### Work instructions
Output only the span of lines that begins at the line containing "beak, one line per instance." and ends at the last line of the data, both included, exactly as they appear.

— Start —

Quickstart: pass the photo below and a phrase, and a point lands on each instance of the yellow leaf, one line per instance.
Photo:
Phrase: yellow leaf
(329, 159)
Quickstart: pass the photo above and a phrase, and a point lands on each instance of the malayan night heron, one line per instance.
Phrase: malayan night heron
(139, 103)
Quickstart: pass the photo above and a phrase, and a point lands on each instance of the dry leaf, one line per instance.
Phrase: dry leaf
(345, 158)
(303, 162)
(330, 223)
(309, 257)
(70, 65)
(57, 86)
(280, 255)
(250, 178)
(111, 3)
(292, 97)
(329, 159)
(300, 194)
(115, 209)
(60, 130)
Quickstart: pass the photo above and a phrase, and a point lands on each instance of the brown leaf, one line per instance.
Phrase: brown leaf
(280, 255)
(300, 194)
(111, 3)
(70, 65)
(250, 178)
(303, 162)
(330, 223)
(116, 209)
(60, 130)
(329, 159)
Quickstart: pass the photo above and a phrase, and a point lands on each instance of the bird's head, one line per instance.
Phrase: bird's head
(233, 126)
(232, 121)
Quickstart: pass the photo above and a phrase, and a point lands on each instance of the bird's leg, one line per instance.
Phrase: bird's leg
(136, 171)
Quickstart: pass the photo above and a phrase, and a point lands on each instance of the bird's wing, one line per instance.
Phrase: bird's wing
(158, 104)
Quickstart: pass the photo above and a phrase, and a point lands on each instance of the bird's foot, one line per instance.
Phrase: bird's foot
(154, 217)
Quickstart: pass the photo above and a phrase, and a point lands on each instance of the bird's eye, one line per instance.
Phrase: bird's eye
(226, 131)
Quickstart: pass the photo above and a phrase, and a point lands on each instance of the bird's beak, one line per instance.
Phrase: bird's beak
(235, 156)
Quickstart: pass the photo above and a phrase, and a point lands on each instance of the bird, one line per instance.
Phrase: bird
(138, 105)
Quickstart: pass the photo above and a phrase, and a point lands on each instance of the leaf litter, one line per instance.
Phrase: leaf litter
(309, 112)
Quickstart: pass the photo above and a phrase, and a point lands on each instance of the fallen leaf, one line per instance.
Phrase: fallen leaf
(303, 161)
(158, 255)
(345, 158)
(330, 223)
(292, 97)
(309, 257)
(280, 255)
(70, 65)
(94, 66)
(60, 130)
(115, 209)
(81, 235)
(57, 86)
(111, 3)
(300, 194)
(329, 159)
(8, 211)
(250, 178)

— End —

### Reply
Quickstart: pass the photo above and a phrase, and a point lands on each instance of the bird's beak, one line per instance.
Phrase: bird's beak
(235, 156)
Quickstart: pass the photo above and a phrase, and a point lands on each instance of the bird, one line per instance.
Phrase: bird
(138, 105)
Quickstart: pass the photo above and a phrase, and a point lands on each instance of the leaf litter, one line per instance.
Phrase: leaf litter
(309, 112)
Quickstart: pass the photo above and a phrase, and a point lands on each instance of the fallen leaf, one line per instance.
Phrase: fallen leaf
(303, 161)
(158, 255)
(345, 158)
(330, 223)
(292, 97)
(309, 257)
(280, 255)
(70, 65)
(94, 66)
(60, 130)
(115, 209)
(81, 235)
(57, 86)
(111, 3)
(300, 194)
(329, 159)
(8, 211)
(250, 178)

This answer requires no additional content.